Dataset extract:
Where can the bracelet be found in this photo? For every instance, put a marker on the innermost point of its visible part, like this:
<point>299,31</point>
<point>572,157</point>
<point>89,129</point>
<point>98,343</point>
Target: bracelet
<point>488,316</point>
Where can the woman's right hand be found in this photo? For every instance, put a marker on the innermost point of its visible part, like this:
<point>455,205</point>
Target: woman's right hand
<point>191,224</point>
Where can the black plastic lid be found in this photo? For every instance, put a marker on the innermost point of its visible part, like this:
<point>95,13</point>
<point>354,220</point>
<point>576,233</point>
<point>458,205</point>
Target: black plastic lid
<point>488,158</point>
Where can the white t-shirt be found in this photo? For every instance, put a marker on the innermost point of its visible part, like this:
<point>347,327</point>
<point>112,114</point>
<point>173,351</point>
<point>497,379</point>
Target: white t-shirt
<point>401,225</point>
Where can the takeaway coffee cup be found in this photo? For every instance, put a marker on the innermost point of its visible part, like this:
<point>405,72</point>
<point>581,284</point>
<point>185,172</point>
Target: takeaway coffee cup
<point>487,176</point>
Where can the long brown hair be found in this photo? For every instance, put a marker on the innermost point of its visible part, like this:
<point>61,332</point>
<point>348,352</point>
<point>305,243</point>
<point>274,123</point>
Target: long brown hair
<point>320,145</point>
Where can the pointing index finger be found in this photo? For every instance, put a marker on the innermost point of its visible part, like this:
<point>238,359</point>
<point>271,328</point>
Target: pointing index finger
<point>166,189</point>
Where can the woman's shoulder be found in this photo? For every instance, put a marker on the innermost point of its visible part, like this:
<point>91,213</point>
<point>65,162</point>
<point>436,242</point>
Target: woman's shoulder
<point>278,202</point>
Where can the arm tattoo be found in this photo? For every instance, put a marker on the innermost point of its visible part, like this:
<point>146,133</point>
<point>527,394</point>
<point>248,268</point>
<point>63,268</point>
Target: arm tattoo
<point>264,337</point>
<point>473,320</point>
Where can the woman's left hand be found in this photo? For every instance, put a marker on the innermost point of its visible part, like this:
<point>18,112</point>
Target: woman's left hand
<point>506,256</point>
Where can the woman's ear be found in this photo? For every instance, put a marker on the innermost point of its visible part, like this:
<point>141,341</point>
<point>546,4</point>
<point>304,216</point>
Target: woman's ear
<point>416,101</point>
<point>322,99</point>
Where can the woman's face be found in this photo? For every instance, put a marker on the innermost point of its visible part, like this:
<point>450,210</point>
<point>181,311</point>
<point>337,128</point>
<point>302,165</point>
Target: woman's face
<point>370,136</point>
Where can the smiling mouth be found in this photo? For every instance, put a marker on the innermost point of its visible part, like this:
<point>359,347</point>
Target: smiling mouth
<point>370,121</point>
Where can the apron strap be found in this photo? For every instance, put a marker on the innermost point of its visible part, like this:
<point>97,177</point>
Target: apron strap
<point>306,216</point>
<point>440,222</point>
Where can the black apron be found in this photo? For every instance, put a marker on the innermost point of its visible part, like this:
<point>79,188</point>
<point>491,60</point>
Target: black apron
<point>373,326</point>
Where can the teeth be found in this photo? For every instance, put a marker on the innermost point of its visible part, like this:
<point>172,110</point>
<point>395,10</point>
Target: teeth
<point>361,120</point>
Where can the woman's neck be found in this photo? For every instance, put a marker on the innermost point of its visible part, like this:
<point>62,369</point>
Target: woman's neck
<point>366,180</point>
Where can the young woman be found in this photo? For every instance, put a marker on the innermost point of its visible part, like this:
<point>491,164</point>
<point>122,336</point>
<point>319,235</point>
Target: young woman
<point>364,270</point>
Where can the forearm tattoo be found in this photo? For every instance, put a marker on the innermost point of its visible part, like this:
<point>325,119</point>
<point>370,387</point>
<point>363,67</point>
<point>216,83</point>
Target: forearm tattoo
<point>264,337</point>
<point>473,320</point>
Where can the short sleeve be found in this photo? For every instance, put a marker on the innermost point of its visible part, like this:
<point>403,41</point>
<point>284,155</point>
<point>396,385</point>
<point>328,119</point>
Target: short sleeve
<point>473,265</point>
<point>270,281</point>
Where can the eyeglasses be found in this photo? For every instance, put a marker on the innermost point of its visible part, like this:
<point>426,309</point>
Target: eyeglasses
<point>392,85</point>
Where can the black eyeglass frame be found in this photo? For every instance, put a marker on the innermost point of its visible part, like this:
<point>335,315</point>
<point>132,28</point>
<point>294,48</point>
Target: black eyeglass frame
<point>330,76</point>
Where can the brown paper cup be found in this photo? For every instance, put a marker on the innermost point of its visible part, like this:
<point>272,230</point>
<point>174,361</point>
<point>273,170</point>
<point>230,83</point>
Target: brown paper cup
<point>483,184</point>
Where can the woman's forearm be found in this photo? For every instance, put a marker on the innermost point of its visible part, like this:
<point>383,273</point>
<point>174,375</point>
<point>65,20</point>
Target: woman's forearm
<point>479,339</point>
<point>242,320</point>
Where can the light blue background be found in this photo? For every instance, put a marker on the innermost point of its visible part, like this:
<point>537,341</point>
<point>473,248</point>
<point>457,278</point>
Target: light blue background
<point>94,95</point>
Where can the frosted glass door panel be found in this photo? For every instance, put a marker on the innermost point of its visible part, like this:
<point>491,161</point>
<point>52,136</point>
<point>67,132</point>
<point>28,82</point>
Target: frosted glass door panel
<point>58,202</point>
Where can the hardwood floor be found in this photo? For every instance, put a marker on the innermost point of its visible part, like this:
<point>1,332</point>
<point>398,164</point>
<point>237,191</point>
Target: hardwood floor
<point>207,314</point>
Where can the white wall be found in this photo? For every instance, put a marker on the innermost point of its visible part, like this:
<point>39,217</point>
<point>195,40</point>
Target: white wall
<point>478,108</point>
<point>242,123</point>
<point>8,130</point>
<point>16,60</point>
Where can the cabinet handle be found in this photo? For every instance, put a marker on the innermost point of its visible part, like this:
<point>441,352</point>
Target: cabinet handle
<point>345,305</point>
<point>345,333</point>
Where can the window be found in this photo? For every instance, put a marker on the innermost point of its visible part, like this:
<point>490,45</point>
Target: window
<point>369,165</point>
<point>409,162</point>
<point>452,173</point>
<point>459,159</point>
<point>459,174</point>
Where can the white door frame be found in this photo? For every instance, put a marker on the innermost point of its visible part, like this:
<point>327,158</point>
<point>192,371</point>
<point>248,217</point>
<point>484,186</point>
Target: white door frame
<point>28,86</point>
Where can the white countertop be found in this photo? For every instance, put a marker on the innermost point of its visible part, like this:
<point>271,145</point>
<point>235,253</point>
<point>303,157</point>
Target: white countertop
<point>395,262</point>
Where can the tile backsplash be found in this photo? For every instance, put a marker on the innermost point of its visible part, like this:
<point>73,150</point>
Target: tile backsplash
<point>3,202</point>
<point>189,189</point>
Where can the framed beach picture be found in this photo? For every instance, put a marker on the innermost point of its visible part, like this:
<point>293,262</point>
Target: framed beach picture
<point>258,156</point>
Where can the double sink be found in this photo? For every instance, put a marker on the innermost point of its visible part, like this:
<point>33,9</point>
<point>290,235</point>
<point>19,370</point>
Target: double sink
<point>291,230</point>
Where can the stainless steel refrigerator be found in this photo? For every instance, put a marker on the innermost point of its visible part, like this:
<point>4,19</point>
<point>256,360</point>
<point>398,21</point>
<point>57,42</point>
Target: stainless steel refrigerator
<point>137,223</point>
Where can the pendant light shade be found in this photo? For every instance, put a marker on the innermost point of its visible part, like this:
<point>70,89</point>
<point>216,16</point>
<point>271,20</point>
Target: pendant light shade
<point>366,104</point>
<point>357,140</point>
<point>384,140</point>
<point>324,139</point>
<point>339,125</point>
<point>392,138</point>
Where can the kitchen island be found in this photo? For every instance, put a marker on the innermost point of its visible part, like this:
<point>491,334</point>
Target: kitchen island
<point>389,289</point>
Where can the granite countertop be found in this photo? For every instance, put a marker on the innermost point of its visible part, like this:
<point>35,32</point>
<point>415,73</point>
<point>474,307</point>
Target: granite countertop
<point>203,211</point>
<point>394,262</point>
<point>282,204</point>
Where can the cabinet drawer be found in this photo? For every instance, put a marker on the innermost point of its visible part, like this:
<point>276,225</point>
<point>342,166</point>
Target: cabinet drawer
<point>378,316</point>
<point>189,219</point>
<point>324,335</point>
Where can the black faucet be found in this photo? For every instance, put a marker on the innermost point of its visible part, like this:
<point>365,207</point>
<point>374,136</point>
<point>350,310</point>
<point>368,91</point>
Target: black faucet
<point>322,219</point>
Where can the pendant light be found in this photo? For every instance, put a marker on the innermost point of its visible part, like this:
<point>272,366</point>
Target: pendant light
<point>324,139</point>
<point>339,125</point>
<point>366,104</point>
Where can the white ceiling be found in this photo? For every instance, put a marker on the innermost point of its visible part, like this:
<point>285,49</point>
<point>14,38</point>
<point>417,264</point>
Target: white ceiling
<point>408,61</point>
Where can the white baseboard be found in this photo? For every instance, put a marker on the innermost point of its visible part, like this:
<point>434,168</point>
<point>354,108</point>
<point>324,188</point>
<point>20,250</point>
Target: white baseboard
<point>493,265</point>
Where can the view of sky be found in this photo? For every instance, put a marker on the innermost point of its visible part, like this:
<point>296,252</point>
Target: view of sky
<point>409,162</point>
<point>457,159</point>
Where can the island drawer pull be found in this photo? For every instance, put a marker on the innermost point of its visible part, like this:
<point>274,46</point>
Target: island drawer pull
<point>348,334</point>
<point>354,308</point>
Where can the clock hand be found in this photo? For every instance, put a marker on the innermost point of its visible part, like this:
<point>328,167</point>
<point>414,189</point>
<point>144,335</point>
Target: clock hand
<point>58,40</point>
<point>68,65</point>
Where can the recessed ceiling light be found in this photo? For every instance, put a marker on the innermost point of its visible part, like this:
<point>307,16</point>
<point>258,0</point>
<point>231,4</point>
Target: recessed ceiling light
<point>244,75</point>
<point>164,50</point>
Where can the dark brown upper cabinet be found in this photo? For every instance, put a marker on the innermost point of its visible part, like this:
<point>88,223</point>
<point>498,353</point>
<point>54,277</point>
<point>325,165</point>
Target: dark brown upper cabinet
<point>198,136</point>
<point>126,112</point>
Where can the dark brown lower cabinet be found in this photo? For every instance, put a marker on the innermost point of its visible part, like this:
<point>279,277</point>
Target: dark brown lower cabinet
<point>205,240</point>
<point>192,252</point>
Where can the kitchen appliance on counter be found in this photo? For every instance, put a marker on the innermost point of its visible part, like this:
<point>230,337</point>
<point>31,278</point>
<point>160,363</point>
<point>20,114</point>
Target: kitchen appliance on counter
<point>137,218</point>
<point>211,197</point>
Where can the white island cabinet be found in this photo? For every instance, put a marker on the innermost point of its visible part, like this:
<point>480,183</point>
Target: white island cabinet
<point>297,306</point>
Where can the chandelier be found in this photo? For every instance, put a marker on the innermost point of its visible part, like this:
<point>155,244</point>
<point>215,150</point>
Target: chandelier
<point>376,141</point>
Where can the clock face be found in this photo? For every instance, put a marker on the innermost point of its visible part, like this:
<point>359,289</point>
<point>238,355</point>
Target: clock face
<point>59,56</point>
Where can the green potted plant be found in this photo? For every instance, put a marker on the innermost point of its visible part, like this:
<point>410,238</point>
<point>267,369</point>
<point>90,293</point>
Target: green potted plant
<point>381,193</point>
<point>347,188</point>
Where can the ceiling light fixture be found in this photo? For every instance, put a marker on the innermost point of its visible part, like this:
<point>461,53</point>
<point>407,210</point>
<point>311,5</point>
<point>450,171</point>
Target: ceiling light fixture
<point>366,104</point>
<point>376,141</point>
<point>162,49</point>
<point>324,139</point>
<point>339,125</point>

Directive:
Reproduce, word for word, the part of the material that opens with the line containing "Where can the woman's shoulder" and closes with the line containing "<point>278,202</point>". Include both of those lines.

The solution:
Where can the woman's shoulder be found in this photo? For every instance, put a marker on the innermost point of its visible part, like this:
<point>91,213</point>
<point>65,162</point>
<point>436,242</point>
Target: woman's shoulder
<point>278,202</point>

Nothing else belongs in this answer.